• Page text:
□ □ □ □ □

My tying desk still needs a cleanup, and there are certainly stores of materials that could be sorted. When you tie flies for thirty years you tend to accumulate a lot of feathers and fur. When you owned a fly shop as I did, you accumulate even more.

There’s some snow in the forecast for the middle of this week, and I can picture myself out on the river somewhere with the white flakes flying. It’s kind of fun. Thinking about it causes me to recall a morning on Falling Spring, many years ago. I was out fishing around eight o’clock, getting an hour or so on the stream before opening the fly shop for the day, and the wind was howling and the snow flying. A friend who lived nearby saw me on his way to work and stopped to ask me if there was any weather I wouldn’t fish in, laughing through his words. I told him I’d fish as long as the water wasn’t hard.

I have fished in some crazy weather, perhaps the worst of it on an early April trip to Elk Creek near Erie, Pennsylvania. I was fishing for steelhead, and the wind was gusting to 50 miles per hour. I was standing in a deep rocky chute that dumped into an unwadeable pool just a few yards downstream, when one of those 50 mph gusts hit me square in the chest. The wind pushed my torso back, back, right to the point of tipping backwards and possibly drowning. I hung there for what seemed like a very long time, and just as I started to lose my balance and topple backwards into the hole, the gust subsided. Close call. When I turned around and looked back toward Lake Erie, the sky was black. It was mid afternoon, but the storm headed my way was something I knew better than to mess with, so I reeled up and headed for the truck.

The water wasn’t hard that day, and if I remember correctly, the fishing was pretty good, but yea, it turned out there was weather that I wouldn’t fish in.

□ □ □ □ □

Dataset excerpt

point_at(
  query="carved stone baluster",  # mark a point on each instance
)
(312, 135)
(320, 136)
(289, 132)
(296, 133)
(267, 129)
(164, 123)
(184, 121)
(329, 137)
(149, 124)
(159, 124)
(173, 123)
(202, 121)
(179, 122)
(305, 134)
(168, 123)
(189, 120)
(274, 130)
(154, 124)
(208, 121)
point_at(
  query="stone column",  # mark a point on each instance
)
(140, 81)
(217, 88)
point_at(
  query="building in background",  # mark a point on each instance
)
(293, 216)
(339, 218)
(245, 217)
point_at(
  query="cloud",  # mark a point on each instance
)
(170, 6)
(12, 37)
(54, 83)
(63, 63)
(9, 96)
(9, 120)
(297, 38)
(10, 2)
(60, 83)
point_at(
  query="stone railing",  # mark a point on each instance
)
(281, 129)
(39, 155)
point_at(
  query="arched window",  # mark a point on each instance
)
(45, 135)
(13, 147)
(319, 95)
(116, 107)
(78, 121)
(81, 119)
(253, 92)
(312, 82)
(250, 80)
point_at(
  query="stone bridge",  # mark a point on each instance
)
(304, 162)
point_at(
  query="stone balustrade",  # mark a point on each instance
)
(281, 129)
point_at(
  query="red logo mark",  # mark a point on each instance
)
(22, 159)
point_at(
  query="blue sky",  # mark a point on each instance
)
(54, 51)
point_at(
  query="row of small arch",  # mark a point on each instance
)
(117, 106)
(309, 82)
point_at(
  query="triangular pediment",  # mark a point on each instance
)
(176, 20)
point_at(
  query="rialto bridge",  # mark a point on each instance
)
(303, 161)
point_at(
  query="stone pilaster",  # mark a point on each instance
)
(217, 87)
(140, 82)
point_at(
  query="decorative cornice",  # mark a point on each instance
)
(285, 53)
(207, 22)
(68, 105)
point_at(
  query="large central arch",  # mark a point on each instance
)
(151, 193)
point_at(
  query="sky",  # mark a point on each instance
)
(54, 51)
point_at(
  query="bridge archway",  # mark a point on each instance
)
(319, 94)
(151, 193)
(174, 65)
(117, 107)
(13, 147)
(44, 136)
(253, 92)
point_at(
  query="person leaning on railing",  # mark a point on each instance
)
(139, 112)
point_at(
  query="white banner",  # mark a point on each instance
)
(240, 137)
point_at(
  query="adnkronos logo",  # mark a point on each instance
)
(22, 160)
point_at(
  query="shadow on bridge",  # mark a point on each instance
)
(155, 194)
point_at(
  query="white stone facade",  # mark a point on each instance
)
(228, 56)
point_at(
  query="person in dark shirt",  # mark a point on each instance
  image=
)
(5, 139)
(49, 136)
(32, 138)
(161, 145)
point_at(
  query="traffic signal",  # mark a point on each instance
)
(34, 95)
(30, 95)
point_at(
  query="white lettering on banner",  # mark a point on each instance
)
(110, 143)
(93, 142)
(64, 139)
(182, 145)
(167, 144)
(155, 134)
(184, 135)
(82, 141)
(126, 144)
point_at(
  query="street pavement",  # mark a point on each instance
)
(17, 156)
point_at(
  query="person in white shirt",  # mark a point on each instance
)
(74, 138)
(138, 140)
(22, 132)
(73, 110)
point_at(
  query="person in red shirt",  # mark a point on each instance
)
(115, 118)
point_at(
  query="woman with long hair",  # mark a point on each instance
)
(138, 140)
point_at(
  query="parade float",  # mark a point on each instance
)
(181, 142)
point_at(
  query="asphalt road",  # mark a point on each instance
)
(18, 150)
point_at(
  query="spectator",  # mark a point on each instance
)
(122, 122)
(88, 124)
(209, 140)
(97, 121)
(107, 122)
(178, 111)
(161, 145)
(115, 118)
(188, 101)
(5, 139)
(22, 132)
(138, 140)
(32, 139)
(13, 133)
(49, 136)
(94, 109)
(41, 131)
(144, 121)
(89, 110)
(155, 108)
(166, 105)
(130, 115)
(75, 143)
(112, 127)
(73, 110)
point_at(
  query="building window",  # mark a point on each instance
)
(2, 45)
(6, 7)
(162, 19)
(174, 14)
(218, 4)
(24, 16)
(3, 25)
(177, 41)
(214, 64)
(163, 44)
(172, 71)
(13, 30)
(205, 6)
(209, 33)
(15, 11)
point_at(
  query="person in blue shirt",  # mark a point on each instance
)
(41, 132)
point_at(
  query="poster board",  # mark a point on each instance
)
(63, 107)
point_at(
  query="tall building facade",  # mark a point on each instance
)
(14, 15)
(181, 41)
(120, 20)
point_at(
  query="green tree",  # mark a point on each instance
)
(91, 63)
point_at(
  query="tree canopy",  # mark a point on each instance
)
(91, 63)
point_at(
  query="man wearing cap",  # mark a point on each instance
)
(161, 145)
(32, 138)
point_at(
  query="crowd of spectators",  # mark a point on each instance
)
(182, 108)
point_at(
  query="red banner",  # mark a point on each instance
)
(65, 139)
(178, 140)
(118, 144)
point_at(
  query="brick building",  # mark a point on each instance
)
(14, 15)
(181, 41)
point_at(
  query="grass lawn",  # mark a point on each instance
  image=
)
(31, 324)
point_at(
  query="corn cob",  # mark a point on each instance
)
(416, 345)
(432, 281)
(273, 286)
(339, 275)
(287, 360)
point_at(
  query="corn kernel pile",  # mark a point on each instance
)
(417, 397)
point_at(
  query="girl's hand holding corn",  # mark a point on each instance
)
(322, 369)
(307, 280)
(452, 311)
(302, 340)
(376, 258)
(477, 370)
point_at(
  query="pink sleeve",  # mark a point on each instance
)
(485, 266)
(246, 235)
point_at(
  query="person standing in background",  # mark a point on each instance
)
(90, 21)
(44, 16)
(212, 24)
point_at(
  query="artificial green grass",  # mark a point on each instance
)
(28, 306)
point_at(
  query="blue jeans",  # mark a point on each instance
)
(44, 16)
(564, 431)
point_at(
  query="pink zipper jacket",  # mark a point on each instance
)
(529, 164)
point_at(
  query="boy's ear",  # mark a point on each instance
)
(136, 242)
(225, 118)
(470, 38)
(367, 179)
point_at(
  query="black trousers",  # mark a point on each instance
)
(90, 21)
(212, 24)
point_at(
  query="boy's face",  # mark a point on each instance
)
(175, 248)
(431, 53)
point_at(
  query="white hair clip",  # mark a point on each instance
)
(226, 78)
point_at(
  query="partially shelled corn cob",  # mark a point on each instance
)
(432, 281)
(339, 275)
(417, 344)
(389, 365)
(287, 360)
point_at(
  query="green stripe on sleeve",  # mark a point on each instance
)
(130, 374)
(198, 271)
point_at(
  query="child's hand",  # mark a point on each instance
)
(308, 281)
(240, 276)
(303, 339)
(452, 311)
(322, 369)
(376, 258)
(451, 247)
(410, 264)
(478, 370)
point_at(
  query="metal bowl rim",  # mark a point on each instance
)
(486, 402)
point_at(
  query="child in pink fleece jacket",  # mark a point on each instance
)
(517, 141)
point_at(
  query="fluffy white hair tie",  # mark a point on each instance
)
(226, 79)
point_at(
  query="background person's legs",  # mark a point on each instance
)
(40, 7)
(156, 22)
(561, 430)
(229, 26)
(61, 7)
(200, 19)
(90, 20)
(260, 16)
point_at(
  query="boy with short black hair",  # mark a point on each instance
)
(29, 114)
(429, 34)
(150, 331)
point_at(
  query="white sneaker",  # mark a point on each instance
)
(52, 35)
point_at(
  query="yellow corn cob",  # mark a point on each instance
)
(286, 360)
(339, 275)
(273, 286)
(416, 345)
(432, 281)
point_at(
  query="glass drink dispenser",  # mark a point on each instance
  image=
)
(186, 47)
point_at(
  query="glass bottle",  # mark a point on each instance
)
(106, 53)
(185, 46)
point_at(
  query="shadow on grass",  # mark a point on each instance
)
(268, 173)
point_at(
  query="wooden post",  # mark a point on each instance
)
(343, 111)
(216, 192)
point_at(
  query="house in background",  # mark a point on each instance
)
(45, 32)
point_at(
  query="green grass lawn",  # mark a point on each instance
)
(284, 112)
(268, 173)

□ □ □ □ □

• Problems to solve:
A) Rewrite the part of the fishing text that begins at the words "The water wasn’t hard that" and stops after "wouldn’t fish in.", putting "quite good" in place of "pretty good".
B) Translate this sentence from the fishing text into Spanish: "I told him I’d fish as long as the water wasn’t hard."
C) Do these statements agree with the fishing text? Answer yes or no for each, quoting the words that decide it.
(i) The writer once owned a fly shop.
(ii) The trip to Elk Creek took place in late May.
(iii) After seeing the black sky over Lake Erie, the writer kept fishing.

• Answers by task:
A)
The water wasn’t hard that day, and if I remember correctly, the fishing was quite good, but yea, it turned out there was weather that I wouldn’t fish in.

B) Le dije que pescaría mientras el agua no estuviera dura.

C)
(i) Yes: "When you owned a fly shop as I did"
(ii) No: "on an early April trip to Elk Creek near Erie, Pennsylvania"
(iii) No: "so I reeled up and headed for the truck"